----- 文本节选
ES 索引文档，按_id查找、更新、删除文档

2023-05-16

一、索引（新建）文档

通过使用 index API ，文档可以被索引 —— 存储和使文档可被搜索。但是首先，我们要确定文档的位置。正如我们刚刚讨论的，一个文档的 _index 、 ~~_type~~ 和 _id 唯一标识一个文档。

注：
ES7.x版本Type已经移除， _type字段那里变为固定值 _doc！！！

我们可以提供自定义的 _id 值，或者让 index API 自动生成。

1.1、自定义_id

#语法：
PUT /{index}/{type}/{id}
{
  "field": "value",
  ...
}

把一些文档放到consumer索引中。我们将在consumer索引中索引一个简单的客户文档，其ID为1，如下所示：

PUT /customer/_doc/1?pretty
{
  "name": "John Doe"
}

响应：

{
  "_index" : "customer",
  "_type" : "_doc",
  "_id" : "1",
  "_version" : 1,
  "result" : "created",
  "_shards" : {
    "total" : 2,
    "successful" : 1,
    "failed" : 0
  },
  "_seq_no" : 0,
  "_primary_term" : 1
}

如上，我们可以看到在customer索引中成功地创建了一个新的customer文档。文档还有一个内部ID 1，我们在索引时指定了它。

1.2、自动创建主键

如果你的数据没有自然的 ID， Elasticsearch 可以帮我们自动生成 ID 。请求的结构调整为：不再使用 PUT ，而是使用 POST ：

POST /customer/_doc/?pretty
{
  "name": "make Doe"
}

响应：

{
  "_index" : "customer",
  "_type" : "_doc",
  "_id" : "YWSApXEBsOGGEpTGJEmD",
  "_version" : 1,
  "result" : "created",
  "_shards" : {
    "total" : 2,
    "successful" : 1,
    "failed" : 0
  },
  "_seq_no" : 3,
  "_primary_term" : 1
}

1.3、创建新文档

当我们索引一个文档，怎么确认我们正在创建一个完全新的文档，而不是覆盖现有的呢？
----------
练习任务 a:
在这篇关于 Elasticsearch 文档操作的文本中，如果数据没有自然的 ID，要让 Elasticsearch 自动生成 ID，请求应改用哪种方法？
上面的文本和后面的记录是两份彼此独立的材料。
----- 可用数据
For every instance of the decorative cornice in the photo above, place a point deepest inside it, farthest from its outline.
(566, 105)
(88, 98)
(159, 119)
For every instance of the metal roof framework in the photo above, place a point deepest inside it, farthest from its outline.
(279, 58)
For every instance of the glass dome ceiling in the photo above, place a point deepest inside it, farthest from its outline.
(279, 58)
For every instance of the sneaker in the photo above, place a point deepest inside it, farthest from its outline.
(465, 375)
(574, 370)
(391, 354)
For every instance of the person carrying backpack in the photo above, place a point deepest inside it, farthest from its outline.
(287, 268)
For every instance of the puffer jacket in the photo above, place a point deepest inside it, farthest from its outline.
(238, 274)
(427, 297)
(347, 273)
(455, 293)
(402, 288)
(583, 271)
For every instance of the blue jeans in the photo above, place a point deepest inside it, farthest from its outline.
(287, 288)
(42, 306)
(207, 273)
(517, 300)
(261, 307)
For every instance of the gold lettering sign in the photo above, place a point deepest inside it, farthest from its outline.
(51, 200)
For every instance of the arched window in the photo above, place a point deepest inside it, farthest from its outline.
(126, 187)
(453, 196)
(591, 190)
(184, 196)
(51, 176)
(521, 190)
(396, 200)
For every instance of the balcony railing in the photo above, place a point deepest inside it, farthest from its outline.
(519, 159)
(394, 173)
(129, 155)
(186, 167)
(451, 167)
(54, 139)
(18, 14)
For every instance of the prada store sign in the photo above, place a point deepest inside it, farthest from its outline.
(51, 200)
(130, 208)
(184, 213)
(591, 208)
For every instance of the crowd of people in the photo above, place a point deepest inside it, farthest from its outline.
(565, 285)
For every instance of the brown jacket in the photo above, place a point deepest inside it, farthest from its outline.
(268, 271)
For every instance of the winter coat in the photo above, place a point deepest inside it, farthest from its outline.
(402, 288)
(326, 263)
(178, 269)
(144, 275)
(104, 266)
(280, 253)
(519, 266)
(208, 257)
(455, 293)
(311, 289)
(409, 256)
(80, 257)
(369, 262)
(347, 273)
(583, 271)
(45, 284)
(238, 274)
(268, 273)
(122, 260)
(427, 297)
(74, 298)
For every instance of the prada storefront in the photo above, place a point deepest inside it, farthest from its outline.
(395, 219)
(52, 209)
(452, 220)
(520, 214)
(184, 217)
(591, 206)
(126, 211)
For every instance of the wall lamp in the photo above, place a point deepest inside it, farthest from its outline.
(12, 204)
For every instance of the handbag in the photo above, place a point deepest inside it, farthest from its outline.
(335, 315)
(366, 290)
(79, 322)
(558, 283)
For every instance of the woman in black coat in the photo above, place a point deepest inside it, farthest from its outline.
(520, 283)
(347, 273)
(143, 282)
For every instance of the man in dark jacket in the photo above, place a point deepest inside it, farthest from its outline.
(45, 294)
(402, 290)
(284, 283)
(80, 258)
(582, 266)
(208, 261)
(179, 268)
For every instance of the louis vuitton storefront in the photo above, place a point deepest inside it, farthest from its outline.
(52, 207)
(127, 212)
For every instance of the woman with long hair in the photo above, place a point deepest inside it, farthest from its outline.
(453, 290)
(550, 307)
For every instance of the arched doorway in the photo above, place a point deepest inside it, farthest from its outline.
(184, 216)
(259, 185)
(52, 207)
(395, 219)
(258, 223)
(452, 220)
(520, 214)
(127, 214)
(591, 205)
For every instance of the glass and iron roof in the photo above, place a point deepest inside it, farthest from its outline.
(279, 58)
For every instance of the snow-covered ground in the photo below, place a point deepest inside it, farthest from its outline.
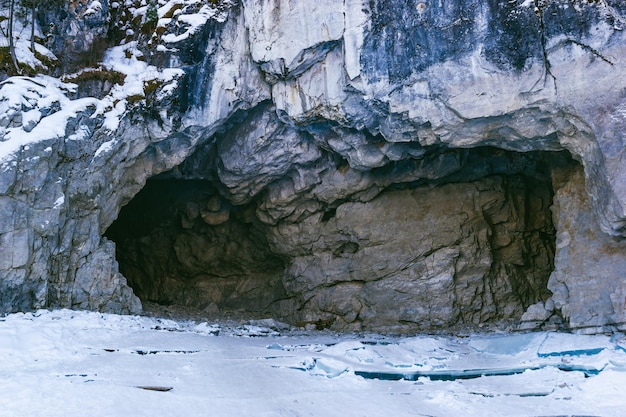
----------
练习任务 b:
返回记录中所有含有字符串“woman”的行。

任务输出 a:
改用 POST，不再使用 PUT。

任务输出 b:
For every instance of the woman in black coat in the photo above, place a point deepest inside it, farthest from its outline.
For every instance of the woman with long hair in the photo above, place a point deepest inside it, farthest from its outline.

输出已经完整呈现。